- _YOUR GOAL_
Rewrite every one of the records below, putting "Locate" wherever "Identify" appears and keeping everything else as it is.

▬▬▬

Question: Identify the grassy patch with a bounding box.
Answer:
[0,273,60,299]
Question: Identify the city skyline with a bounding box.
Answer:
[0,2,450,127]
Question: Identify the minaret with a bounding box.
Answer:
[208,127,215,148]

▬▬▬

- _OUTPUT OF THE EXERCISE_
Question: Locate the grassy patch with a bounding box.
Answer:
[0,273,60,299]
Question: Locate the city skyline with a bounding box.
Answer:
[0,2,450,127]
Question: Locate the minaret with a bounding box.
Answer:
[208,127,215,148]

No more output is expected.